These threads do NOT answer me:

resetting a stringstream

How do you clear a stringstream variable?

std::ifstream file( szFIleName_p );
if( !file ) return false;

// create a string stream for parsing

std::stringstream szBuffer;

std::string szLine;     // current line
std::string szKeyWord;  // first word on the line identifying what data it contains

while( !file.eof()){

    // read line by line

    std::getline(file, szLine);

    // ignore empty lines

    if(szLine == "") continue;


szKeyword will always contain the first word, szBuffer is not being reset. I can't find a clear example anywhere on how to use stringstream.

New code after answer:


Ok, thats my final version:

std::string szLine;     // current line
std::string szKeyWord;  // first word on the line identifying what data it contains

// read line by line

while( std::getline(file, szLine) ){

    // ignore empty lines

    if(szLine == "") continue;

    // create a string stream for parsing

    std::istringstream szBuffer(szLine);

6 Answers 6


You didn't clear() the stream after calling str(""). Take another look at this answer, it also explains why you should reset using str(std::string()). And in your case, you could also reset the contents using only str(szLine).

If you don't call clear(), the flags of the stream (like eof) wont be reset, resulting in surprising behaviour ;)

:: Task set ::
a) Please gather every line of the entries that contains the word "green", and treat uppercase and lowercase as different.
b) Pick up the passage on resetting a stringstream after its last sentence and continue it.

[Coordinate annotation entries]
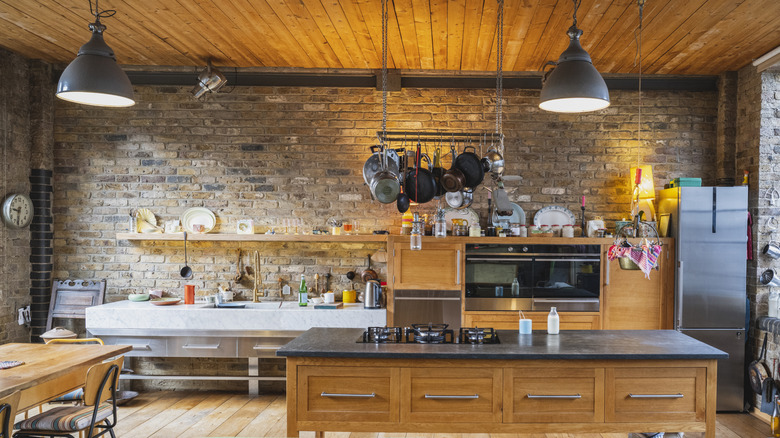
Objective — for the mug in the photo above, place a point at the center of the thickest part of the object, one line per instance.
(226, 295)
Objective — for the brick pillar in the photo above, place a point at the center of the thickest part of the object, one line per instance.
(41, 249)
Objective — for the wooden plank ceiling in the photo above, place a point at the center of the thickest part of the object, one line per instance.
(679, 37)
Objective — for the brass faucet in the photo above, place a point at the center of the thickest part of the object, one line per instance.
(257, 291)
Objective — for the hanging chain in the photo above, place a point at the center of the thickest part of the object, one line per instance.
(500, 75)
(641, 4)
(384, 72)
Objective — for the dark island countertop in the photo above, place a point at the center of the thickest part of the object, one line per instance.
(569, 344)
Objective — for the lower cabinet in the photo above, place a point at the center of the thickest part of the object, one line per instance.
(503, 396)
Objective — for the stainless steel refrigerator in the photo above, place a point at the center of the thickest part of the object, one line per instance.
(709, 225)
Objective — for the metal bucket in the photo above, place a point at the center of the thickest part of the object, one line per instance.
(769, 278)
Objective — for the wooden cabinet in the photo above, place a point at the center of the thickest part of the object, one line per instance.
(451, 394)
(632, 302)
(656, 394)
(437, 266)
(508, 320)
(554, 395)
(348, 394)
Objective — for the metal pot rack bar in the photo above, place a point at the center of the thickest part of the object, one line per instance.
(429, 136)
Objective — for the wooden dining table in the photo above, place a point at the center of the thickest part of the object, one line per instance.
(50, 371)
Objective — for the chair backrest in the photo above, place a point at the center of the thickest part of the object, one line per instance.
(8, 406)
(101, 381)
(70, 298)
(76, 341)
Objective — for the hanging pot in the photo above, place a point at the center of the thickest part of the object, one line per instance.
(453, 180)
(468, 162)
(419, 185)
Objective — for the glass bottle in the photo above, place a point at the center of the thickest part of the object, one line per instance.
(303, 293)
(553, 322)
(415, 241)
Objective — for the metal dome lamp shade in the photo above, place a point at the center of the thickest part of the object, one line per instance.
(573, 85)
(94, 77)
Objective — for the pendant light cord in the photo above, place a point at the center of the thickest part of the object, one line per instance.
(500, 75)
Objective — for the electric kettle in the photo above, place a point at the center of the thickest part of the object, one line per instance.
(372, 299)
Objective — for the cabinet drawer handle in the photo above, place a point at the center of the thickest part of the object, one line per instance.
(331, 394)
(452, 397)
(201, 347)
(678, 395)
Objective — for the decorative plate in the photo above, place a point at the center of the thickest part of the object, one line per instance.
(198, 216)
(464, 213)
(517, 216)
(167, 301)
(554, 215)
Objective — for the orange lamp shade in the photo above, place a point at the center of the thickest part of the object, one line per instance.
(646, 186)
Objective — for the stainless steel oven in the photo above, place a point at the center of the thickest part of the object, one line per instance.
(562, 276)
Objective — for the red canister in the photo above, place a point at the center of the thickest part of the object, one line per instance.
(189, 294)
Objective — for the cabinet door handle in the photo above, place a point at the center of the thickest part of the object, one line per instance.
(336, 394)
(201, 347)
(457, 269)
(563, 397)
(452, 397)
(678, 395)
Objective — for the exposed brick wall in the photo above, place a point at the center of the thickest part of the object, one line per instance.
(15, 159)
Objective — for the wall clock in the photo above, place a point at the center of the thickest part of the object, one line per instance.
(17, 210)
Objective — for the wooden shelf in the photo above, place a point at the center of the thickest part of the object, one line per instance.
(216, 237)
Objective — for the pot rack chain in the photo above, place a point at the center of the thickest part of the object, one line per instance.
(500, 75)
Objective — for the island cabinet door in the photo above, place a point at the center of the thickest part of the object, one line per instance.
(348, 394)
(443, 395)
(553, 395)
(659, 394)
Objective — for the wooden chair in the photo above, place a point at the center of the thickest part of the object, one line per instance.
(70, 298)
(99, 400)
(8, 406)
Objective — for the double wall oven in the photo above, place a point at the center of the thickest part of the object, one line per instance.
(563, 276)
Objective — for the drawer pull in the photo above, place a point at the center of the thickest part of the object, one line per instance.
(332, 394)
(201, 347)
(655, 395)
(452, 397)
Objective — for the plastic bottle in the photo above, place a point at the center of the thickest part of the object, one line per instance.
(553, 322)
(515, 288)
(303, 294)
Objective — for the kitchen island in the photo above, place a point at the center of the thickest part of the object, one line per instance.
(576, 382)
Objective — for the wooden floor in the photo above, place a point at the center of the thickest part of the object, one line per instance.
(169, 414)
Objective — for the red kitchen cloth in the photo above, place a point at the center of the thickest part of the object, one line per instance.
(9, 364)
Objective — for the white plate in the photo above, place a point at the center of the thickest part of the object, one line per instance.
(465, 213)
(517, 216)
(198, 215)
(554, 215)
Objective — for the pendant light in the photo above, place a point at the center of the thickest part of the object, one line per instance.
(94, 77)
(573, 85)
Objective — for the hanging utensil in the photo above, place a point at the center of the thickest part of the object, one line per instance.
(186, 271)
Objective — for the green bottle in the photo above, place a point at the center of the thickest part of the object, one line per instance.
(303, 296)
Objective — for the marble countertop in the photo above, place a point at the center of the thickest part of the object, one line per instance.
(569, 344)
(129, 315)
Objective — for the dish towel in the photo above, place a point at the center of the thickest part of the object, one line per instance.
(9, 364)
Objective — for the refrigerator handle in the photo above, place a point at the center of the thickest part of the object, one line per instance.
(678, 295)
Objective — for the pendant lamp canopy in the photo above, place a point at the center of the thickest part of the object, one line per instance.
(573, 85)
(94, 77)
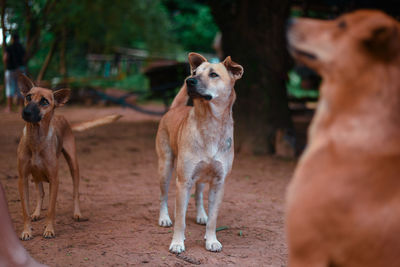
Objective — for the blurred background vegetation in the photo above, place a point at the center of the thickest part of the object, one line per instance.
(140, 47)
(67, 32)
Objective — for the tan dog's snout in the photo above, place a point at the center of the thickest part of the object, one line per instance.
(31, 113)
(194, 89)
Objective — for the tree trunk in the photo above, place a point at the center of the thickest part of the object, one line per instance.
(63, 48)
(3, 26)
(253, 34)
(47, 61)
(3, 46)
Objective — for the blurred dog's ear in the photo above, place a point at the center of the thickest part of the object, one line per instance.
(61, 96)
(195, 60)
(24, 84)
(233, 68)
(384, 41)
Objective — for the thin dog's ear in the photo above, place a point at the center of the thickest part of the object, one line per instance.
(61, 96)
(384, 41)
(233, 68)
(195, 60)
(24, 84)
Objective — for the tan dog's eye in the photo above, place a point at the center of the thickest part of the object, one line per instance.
(44, 102)
(342, 24)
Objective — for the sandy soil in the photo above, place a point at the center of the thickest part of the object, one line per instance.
(119, 194)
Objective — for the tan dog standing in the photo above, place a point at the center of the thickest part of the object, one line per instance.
(343, 202)
(200, 139)
(45, 137)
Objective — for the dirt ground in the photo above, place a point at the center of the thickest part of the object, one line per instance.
(120, 192)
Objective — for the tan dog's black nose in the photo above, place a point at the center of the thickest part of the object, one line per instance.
(290, 22)
(191, 82)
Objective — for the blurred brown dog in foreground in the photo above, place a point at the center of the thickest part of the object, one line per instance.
(200, 138)
(343, 202)
(44, 138)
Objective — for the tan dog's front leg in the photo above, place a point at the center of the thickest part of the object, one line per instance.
(49, 230)
(39, 201)
(24, 194)
(201, 215)
(182, 199)
(215, 196)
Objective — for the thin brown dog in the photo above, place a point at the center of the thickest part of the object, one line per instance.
(200, 138)
(343, 202)
(45, 137)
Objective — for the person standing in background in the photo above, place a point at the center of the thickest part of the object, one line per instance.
(14, 62)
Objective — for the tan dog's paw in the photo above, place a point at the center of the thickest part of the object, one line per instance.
(79, 218)
(164, 221)
(177, 247)
(201, 219)
(26, 235)
(214, 246)
(49, 232)
(35, 217)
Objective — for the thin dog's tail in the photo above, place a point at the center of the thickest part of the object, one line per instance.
(181, 99)
(82, 126)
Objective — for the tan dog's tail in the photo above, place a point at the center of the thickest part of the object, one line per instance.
(80, 127)
(181, 98)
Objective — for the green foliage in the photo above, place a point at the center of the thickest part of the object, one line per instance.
(100, 26)
(193, 24)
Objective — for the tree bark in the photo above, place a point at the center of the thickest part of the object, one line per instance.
(253, 34)
(35, 25)
(3, 26)
(63, 48)
(47, 60)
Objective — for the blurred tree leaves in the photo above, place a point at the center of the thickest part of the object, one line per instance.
(98, 26)
(193, 24)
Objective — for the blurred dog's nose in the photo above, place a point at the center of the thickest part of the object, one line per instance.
(191, 81)
(290, 22)
(26, 112)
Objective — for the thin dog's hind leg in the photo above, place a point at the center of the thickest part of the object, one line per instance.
(39, 201)
(201, 215)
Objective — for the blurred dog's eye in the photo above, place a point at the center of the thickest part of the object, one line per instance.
(44, 102)
(342, 24)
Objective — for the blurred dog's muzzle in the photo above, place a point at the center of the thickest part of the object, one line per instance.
(193, 91)
(31, 113)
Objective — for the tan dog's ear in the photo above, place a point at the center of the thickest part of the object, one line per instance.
(61, 96)
(24, 84)
(384, 41)
(195, 60)
(235, 69)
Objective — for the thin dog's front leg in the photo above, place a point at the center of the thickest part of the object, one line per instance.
(24, 194)
(201, 215)
(49, 230)
(39, 201)
(182, 199)
(165, 166)
(215, 196)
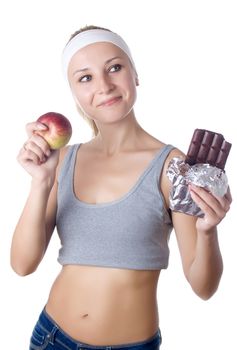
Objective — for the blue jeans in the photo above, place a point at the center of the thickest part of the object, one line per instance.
(48, 335)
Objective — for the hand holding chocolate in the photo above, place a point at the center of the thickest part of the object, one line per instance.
(209, 148)
(203, 166)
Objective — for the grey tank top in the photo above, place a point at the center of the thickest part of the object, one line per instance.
(131, 232)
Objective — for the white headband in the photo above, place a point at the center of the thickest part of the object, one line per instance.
(90, 37)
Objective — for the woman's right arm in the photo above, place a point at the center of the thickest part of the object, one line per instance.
(37, 221)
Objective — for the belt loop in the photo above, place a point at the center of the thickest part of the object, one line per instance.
(52, 335)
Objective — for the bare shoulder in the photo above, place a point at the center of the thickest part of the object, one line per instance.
(62, 153)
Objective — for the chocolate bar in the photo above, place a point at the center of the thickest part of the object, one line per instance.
(208, 147)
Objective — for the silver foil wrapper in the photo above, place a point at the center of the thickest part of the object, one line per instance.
(182, 174)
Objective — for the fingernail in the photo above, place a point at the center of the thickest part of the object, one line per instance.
(42, 126)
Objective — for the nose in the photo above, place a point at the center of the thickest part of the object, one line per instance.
(105, 84)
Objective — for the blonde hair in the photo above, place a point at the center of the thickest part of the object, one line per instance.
(90, 121)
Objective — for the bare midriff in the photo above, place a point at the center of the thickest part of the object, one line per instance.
(100, 305)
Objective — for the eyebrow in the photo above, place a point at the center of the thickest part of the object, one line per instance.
(87, 68)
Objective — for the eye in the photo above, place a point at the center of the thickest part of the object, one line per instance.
(115, 68)
(85, 78)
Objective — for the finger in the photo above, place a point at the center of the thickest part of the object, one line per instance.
(208, 203)
(34, 126)
(228, 195)
(28, 156)
(41, 143)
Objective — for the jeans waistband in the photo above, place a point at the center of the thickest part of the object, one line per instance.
(56, 334)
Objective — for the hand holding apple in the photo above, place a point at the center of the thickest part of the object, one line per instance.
(58, 132)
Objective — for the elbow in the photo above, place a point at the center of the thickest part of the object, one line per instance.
(22, 269)
(206, 291)
(205, 295)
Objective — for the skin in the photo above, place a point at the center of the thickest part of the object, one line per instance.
(100, 305)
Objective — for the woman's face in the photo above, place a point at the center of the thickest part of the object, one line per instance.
(103, 82)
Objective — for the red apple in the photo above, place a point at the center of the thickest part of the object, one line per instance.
(59, 129)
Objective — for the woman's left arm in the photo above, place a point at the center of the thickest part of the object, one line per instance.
(198, 241)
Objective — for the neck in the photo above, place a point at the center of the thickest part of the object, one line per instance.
(118, 137)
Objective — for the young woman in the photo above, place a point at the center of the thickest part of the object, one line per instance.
(108, 199)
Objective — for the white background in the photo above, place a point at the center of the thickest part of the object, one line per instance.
(185, 53)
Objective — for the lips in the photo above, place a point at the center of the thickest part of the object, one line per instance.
(110, 101)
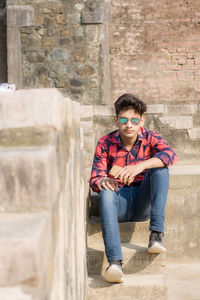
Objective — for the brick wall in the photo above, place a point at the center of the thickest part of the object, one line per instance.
(155, 50)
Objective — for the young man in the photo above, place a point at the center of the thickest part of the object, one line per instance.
(138, 190)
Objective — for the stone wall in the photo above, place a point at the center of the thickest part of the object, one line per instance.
(3, 48)
(61, 46)
(154, 50)
(42, 202)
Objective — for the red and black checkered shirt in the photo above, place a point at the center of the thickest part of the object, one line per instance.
(110, 151)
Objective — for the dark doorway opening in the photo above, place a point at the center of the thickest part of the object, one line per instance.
(3, 44)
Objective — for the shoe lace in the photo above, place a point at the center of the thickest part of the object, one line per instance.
(156, 236)
(116, 262)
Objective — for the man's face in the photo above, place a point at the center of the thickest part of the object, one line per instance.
(129, 123)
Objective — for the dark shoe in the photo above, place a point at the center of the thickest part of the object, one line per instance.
(114, 272)
(155, 243)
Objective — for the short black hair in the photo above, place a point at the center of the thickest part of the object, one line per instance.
(128, 101)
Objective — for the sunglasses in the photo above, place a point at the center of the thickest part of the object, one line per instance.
(134, 121)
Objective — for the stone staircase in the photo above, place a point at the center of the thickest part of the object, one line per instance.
(145, 276)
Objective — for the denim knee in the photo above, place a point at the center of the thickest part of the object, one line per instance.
(160, 171)
(107, 202)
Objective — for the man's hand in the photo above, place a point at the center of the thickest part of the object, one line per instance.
(128, 173)
(108, 183)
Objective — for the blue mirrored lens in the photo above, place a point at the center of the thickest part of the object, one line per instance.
(135, 121)
(123, 120)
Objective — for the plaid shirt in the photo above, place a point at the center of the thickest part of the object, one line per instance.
(110, 151)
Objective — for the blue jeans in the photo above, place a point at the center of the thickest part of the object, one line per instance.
(133, 204)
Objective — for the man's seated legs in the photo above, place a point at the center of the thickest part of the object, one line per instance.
(151, 200)
(114, 207)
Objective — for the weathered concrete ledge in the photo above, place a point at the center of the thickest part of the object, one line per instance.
(24, 239)
(32, 108)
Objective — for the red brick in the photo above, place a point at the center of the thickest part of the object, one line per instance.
(180, 50)
(181, 61)
(190, 55)
(174, 67)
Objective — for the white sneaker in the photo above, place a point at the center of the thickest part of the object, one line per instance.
(114, 272)
(155, 243)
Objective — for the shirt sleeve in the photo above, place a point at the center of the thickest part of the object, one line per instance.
(99, 167)
(161, 149)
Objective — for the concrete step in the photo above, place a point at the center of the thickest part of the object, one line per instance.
(136, 259)
(135, 286)
(182, 224)
(130, 232)
(24, 238)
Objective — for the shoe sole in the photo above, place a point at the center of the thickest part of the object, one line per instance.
(156, 248)
(113, 274)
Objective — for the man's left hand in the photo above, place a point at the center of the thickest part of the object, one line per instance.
(128, 173)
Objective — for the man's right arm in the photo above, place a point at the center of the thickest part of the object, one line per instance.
(99, 179)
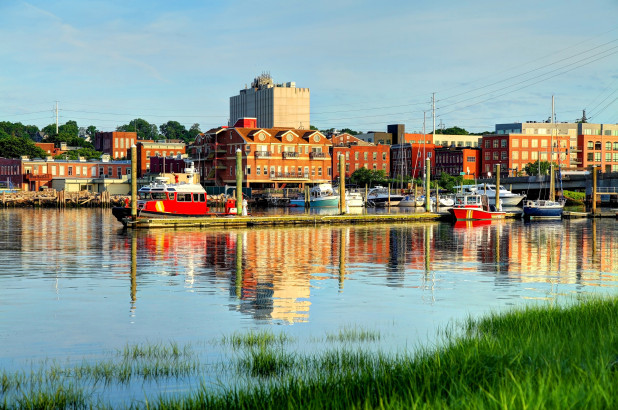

:: Answers to the exercise ::
a)
Objective — for the green bottle in the photo above, place a point at the center of the thickest part of the object, one line per instance.
Objective — for the green foliage in the photo above, place a point at the center of the thickest part of the object, one line per instance.

b)
  • dammit, I saw a thread saying clear just clears error flags..wtf man..can you explain me why I need both ? using just clear seems to work..? Aug 24, 2012 at 15:29
  • 1
    These are related. If you don't call clear(), the stream will think its still in the eof state. Aug 24, 2012 at 15:30
  • So clear important task on reset is putting the seek pointer (whatever it is called) at the beginning again? In the end, thats what I need: szBuffer.str(szLine);szBuffer.clear(); Aug 24, 2012 at 15:36
  • Its not about the seek pointer, its about the whole state of the stream. And yes, in your case you can simply "overwrite" the previous content like that. Aug 24, 2012 at 15:39
  • 3
    This doesn't actually work reliably. You also need to reset any formatting flags to the default. Including those you don't know about, because they were allocated by a call to std::ios_base::xalloc() behind your back. Aug 24, 2012 at 15:49

It depends what you're doing with it. It's generally easier to just create a new istringstream or ostringstream. To "reset" a stream, you have to clear its buffer, clear any error flags, reset any formatting flags, plus the precision and fill, reimbue it with the original locale, and not forget any extended formatting information generated with a value returned from xalloc. In sum, impossible to get correct.

And while I'm at it, your loop is wrong, and will probably result in the last line being processed twice. file.eof() only has a usable meaning after the input has failed (and even then, it's not 100% reliable). What you want is:

std::string line;
while ( std::getline( file, line ) ) {
    if ( !line.empty() ) {
        std::istringstream buffer( line );
        //  ...

(Actually, you probably want to trim trailing white space from the line before the test for empty.)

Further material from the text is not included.